TASK INPUT -
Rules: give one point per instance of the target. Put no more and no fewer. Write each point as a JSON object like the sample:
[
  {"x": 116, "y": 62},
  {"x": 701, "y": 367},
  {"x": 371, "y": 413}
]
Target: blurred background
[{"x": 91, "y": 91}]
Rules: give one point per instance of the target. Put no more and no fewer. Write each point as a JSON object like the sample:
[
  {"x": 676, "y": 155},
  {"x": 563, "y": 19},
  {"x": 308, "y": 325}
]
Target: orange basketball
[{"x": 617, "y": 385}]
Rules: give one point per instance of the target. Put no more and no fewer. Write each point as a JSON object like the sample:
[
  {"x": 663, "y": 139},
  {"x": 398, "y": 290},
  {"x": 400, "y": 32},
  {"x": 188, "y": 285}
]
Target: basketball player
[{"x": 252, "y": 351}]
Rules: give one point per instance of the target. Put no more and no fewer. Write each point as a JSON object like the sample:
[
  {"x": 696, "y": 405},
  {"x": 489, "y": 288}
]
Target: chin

YOUR TASK - Go through the listing above and reproduce all of it exactly.

WRITTEN REPLY -
Rules: give one point per instance of the target. Put no more and no fewer. Write each point as a JSON object like the sample:
[
  {"x": 116, "y": 62},
  {"x": 701, "y": 367},
  {"x": 371, "y": 413}
]
Target: blurred background
[{"x": 91, "y": 91}]
Rules: give one point per instance of the target. Put no more and no fewer. Write each point as a JSON object like the sample:
[
  {"x": 676, "y": 155},
  {"x": 563, "y": 19},
  {"x": 308, "y": 325}
]
Target: orange basketball
[{"x": 617, "y": 385}]
Rules: give one point per instance of the target. Put no more and no fewer. Write each point as a JSON object like the sample:
[
  {"x": 663, "y": 139},
  {"x": 398, "y": 290},
  {"x": 400, "y": 32},
  {"x": 188, "y": 285}
]
Target: basketball player
[{"x": 252, "y": 351}]
Rules: give one point per instance of the target. Put no more and no fewer. Write each point as a JSON object like the sample:
[
  {"x": 696, "y": 405},
  {"x": 489, "y": 288}
]
Target: chin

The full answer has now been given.